→ DATA FOR THE TASK:

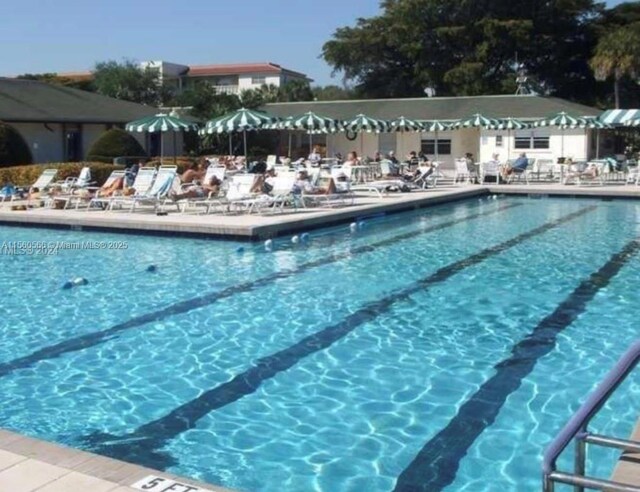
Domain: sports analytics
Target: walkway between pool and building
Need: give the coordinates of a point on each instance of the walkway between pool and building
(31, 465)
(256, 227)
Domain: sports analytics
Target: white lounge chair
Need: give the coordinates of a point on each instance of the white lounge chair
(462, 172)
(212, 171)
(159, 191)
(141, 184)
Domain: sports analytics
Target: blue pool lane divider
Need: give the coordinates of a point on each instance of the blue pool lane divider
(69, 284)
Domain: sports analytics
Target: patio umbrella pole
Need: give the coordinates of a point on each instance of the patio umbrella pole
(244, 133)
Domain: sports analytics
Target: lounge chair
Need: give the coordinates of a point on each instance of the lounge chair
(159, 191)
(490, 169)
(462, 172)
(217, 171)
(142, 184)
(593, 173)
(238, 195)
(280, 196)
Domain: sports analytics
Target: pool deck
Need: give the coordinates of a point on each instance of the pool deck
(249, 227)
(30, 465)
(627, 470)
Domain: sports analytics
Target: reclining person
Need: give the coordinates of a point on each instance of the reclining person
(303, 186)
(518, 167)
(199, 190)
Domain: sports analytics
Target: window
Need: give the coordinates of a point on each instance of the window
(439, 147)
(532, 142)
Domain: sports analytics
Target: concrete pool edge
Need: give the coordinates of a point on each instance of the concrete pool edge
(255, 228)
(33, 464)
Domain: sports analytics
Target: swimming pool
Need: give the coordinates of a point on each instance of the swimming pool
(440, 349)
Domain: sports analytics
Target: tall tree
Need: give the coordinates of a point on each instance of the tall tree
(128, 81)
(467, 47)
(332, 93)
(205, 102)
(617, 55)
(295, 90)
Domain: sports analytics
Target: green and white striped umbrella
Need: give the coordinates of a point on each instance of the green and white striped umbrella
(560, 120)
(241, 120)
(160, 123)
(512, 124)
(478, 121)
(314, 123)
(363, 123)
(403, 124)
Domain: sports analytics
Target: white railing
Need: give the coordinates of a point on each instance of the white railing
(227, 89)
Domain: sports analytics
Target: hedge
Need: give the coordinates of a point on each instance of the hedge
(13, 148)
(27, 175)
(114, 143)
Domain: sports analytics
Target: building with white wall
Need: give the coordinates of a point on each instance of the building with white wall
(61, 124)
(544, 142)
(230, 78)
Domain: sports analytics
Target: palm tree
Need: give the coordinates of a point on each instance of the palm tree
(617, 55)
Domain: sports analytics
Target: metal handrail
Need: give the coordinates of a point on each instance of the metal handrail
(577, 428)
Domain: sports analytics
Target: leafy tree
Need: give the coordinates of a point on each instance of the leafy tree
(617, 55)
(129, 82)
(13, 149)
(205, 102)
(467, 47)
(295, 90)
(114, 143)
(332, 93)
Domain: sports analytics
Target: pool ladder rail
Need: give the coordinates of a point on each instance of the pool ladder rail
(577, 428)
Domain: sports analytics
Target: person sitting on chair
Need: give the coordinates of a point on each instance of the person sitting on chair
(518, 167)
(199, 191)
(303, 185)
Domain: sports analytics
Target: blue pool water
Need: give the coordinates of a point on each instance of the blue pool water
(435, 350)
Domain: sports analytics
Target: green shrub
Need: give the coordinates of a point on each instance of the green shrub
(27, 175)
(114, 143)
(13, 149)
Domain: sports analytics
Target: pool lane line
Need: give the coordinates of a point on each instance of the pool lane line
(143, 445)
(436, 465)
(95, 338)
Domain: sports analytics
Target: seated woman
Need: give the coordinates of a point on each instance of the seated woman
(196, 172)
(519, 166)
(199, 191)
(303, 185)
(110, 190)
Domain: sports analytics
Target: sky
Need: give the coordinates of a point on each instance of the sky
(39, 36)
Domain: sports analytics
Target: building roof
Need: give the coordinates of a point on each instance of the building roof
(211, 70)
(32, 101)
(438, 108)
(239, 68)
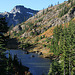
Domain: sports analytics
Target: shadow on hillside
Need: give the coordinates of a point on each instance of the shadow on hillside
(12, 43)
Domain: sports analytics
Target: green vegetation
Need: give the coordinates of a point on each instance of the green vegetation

→ YOUR OBJECTIVE: Pull every line containing "vegetation" out of the records.

→ RESPONSE TO THE EXERCISE:
Target: green vegetation
Need: give the coordinates of a point on each instance of the green vegetation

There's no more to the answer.